(Extracted records)
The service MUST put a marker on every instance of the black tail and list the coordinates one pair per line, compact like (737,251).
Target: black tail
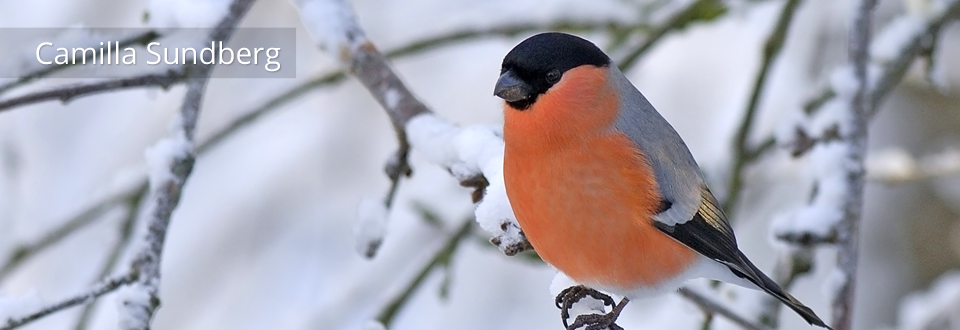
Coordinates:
(769,286)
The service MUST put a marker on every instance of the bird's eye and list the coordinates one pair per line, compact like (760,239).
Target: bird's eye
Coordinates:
(553,76)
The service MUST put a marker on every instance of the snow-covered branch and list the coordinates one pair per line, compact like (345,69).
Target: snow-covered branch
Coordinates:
(87,297)
(709,305)
(471,154)
(69,92)
(891,53)
(170,162)
(93,212)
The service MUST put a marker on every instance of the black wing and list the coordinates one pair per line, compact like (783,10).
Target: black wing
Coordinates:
(709,233)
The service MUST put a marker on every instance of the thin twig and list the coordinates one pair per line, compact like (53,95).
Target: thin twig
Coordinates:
(83,298)
(889,75)
(440,259)
(139,39)
(23,252)
(708,305)
(126,233)
(92,213)
(701,10)
(848,232)
(138,310)
(744,154)
(66,93)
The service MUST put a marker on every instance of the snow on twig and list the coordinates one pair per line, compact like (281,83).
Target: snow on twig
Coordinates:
(170,163)
(98,290)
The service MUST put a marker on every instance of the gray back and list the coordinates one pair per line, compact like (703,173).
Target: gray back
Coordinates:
(679,178)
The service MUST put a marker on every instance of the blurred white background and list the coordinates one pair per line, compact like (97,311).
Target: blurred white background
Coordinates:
(263,236)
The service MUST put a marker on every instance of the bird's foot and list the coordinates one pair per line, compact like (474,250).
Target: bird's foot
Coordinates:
(570,296)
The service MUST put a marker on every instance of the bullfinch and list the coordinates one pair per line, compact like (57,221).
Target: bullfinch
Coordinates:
(603,187)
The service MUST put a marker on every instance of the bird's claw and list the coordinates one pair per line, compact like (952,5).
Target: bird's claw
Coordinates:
(570,296)
(596,321)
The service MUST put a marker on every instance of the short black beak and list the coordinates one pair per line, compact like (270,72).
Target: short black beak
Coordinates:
(511,88)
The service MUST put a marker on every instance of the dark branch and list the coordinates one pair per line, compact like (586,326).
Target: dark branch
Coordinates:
(66,93)
(84,298)
(743,153)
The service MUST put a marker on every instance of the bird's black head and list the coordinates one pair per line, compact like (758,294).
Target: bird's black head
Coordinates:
(538,62)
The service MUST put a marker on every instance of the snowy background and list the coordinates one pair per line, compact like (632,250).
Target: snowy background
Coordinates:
(263,238)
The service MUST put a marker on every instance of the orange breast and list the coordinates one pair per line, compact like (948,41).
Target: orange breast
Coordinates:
(584,196)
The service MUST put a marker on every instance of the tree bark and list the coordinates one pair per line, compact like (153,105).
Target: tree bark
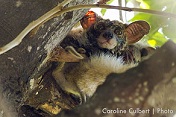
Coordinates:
(23,62)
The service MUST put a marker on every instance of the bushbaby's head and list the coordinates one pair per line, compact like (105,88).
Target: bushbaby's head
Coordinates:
(109,34)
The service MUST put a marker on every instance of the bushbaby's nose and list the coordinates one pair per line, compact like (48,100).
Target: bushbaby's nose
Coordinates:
(108,35)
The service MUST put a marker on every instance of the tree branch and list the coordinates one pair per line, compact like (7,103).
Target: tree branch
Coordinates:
(57,12)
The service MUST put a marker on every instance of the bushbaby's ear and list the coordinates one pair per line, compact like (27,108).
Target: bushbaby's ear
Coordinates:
(136,30)
(89,18)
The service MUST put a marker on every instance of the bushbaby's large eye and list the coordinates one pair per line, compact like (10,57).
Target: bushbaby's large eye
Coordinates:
(100,26)
(118,30)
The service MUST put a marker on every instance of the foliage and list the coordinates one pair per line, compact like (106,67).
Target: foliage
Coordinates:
(162,28)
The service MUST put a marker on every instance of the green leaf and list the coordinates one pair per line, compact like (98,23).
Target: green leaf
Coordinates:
(159,38)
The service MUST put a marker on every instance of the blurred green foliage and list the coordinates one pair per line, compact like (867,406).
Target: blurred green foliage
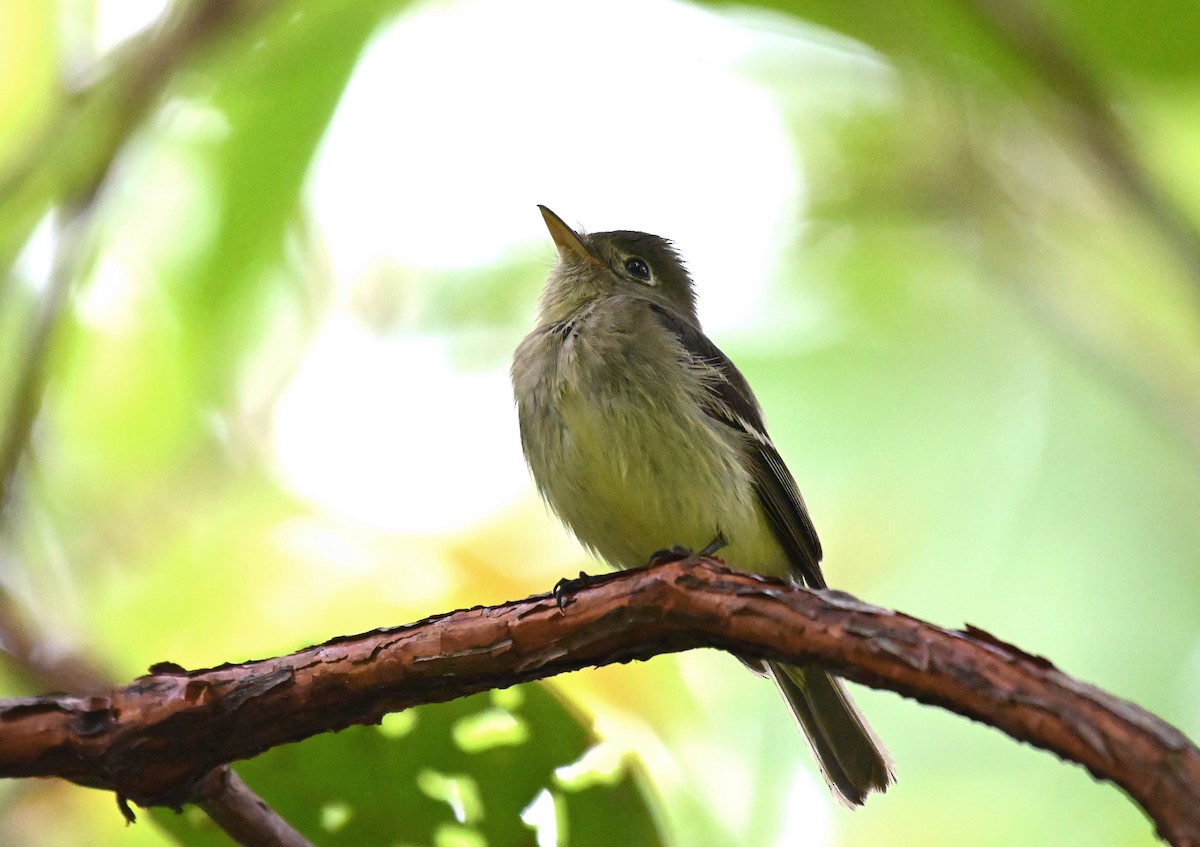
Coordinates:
(979,358)
(447,774)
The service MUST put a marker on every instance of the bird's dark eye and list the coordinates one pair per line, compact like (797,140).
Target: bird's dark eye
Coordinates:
(639,269)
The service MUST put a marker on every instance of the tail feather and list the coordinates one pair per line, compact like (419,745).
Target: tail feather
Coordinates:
(852,760)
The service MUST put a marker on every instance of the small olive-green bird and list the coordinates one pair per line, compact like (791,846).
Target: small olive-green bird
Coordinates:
(642,436)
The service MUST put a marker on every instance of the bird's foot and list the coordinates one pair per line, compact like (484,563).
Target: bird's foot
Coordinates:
(709,552)
(667,554)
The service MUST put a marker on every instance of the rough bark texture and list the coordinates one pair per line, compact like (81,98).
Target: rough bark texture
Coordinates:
(155,738)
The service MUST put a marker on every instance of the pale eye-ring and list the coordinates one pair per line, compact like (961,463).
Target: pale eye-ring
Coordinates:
(637,269)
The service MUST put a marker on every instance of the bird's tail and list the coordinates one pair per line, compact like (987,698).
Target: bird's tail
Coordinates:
(852,760)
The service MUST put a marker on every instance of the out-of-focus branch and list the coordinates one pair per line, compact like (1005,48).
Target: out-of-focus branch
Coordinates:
(154,739)
(1032,37)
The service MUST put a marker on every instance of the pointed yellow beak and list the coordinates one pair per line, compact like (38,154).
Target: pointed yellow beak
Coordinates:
(567,239)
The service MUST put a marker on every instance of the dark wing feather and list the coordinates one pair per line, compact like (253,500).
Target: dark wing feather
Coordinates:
(735,406)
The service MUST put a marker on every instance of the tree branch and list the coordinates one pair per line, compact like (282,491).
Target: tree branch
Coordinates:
(155,738)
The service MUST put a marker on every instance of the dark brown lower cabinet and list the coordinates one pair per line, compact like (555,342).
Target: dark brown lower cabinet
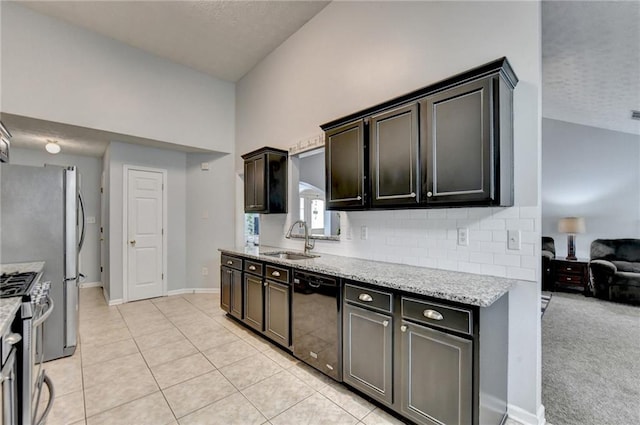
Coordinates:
(436,376)
(231,291)
(254,302)
(368,352)
(277,312)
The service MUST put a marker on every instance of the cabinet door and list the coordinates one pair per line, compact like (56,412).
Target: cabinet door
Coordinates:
(254,188)
(436,376)
(393,143)
(277,306)
(226,276)
(344,156)
(236,294)
(253,302)
(458,160)
(367,355)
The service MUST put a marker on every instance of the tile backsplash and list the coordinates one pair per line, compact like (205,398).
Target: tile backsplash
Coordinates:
(429,238)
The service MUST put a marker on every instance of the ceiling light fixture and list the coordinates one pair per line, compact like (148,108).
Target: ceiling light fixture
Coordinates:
(52,147)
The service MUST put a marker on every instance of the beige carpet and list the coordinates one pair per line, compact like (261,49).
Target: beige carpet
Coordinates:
(590,361)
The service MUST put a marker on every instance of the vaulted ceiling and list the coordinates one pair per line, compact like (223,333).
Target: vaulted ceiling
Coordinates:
(590,49)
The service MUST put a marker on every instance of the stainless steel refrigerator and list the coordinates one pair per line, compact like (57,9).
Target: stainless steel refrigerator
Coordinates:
(42,219)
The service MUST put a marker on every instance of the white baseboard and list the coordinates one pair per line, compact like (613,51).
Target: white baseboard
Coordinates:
(525,417)
(115,302)
(193,291)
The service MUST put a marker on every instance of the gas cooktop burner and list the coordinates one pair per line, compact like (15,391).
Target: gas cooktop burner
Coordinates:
(16,284)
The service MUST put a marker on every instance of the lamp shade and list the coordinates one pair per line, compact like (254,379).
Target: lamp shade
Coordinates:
(571,225)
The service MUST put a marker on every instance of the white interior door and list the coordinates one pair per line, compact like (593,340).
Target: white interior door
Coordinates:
(145,233)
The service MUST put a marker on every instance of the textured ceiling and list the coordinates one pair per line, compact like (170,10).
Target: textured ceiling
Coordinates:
(31,133)
(221,38)
(591,63)
(590,54)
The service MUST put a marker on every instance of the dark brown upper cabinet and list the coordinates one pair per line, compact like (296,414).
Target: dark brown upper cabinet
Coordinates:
(394,157)
(345,166)
(265,181)
(466,158)
(447,144)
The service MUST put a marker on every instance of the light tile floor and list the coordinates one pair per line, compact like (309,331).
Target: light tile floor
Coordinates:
(180,360)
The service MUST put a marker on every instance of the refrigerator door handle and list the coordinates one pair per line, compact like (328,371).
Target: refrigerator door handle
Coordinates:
(84,224)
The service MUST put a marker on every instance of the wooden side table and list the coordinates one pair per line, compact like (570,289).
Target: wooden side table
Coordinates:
(570,274)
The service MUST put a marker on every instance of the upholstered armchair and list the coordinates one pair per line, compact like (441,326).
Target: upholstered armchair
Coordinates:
(548,252)
(615,269)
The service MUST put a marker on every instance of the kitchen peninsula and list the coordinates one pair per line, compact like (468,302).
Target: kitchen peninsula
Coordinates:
(428,344)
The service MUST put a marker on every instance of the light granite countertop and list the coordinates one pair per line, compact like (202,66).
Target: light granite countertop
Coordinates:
(35,266)
(466,288)
(9,306)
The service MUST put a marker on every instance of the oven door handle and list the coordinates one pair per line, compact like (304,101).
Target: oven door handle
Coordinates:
(40,320)
(52,395)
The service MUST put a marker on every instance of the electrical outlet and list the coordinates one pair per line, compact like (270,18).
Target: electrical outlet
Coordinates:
(364,233)
(513,240)
(463,236)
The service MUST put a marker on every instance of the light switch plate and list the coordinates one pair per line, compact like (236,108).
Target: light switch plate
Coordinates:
(463,236)
(513,240)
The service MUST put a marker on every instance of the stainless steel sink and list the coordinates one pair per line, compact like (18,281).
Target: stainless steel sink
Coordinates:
(288,255)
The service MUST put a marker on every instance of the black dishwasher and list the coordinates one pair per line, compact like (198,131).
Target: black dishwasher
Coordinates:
(317,324)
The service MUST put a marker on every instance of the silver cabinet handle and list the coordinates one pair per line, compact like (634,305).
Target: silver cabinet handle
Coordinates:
(432,314)
(52,395)
(13,339)
(365,297)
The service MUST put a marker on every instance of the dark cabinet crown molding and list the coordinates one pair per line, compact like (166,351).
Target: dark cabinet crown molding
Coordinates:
(499,66)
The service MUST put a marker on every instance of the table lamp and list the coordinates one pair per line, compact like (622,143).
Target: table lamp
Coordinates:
(571,226)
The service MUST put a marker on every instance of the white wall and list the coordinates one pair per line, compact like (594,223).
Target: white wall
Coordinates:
(106,224)
(592,173)
(54,71)
(89,170)
(122,154)
(356,54)
(210,216)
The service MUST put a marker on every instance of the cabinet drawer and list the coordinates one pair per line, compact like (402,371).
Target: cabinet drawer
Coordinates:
(276,273)
(253,267)
(233,262)
(575,279)
(570,269)
(368,297)
(442,316)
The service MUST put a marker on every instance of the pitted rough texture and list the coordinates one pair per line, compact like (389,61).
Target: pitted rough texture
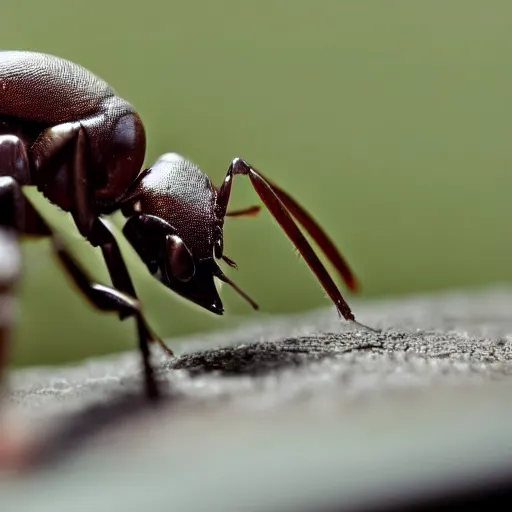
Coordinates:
(288,413)
(69,90)
(176,190)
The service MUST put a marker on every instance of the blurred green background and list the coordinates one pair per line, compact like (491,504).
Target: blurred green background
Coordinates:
(390,120)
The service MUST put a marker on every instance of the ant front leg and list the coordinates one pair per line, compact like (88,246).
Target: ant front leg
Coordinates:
(93,227)
(283,207)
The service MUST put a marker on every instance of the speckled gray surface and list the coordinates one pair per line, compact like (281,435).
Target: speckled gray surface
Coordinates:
(284,413)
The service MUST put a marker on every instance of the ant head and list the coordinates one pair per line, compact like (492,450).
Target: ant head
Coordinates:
(175,228)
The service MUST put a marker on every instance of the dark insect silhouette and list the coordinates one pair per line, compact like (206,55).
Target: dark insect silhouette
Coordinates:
(66,132)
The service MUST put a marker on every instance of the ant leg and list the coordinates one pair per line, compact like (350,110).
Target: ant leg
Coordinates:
(92,227)
(250,211)
(283,207)
(14,168)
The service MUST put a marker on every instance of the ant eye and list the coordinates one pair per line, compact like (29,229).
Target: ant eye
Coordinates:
(180,263)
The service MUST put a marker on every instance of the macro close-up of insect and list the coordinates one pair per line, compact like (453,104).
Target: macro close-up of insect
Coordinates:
(65,131)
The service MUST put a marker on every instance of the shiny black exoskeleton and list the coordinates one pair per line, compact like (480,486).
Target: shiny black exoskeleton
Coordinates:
(65,131)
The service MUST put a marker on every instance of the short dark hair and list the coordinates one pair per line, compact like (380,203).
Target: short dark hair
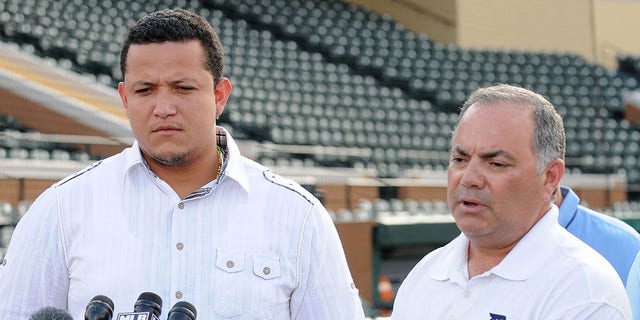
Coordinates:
(176,25)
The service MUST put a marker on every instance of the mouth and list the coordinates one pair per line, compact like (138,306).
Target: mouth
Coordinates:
(471,203)
(165,129)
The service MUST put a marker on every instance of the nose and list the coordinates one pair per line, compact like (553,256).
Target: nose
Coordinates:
(472,176)
(164,105)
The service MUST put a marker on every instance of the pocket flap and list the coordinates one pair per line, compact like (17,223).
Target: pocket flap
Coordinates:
(230,261)
(266,267)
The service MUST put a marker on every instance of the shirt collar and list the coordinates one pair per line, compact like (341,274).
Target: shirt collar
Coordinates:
(529,254)
(568,207)
(233,167)
(233,164)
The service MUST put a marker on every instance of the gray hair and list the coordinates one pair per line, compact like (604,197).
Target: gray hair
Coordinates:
(548,138)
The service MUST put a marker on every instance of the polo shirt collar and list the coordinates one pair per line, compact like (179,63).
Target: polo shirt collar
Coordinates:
(528,256)
(568,207)
(234,167)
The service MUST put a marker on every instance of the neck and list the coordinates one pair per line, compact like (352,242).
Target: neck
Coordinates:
(190,176)
(481,260)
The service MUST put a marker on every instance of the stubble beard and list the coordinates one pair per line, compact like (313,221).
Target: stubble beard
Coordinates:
(173,161)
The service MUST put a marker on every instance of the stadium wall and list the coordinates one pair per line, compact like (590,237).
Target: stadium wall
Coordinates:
(598,30)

**TO DO**
Give back exactly the lines running from the line containing "compact like (352,242)." through the end of the material above, both included, and nothing beyond them.

**COMPLETED TASK**
The service MUST put a marker on every instance of the neck and list the coordinates one pair per line, compact like (352,242).
Target: neck
Coordinates:
(190,176)
(481,260)
The service MUST put a marker on every instance of the stubble beard and list the coordinates one pair per line, compact like (313,221).
Target: stubble beard
Coordinates:
(173,161)
The service MUST put a marker on every instance of the stadium wall and list the coordinates one pair per line, compact like (590,237).
Target: stadium wall
Coordinates:
(598,30)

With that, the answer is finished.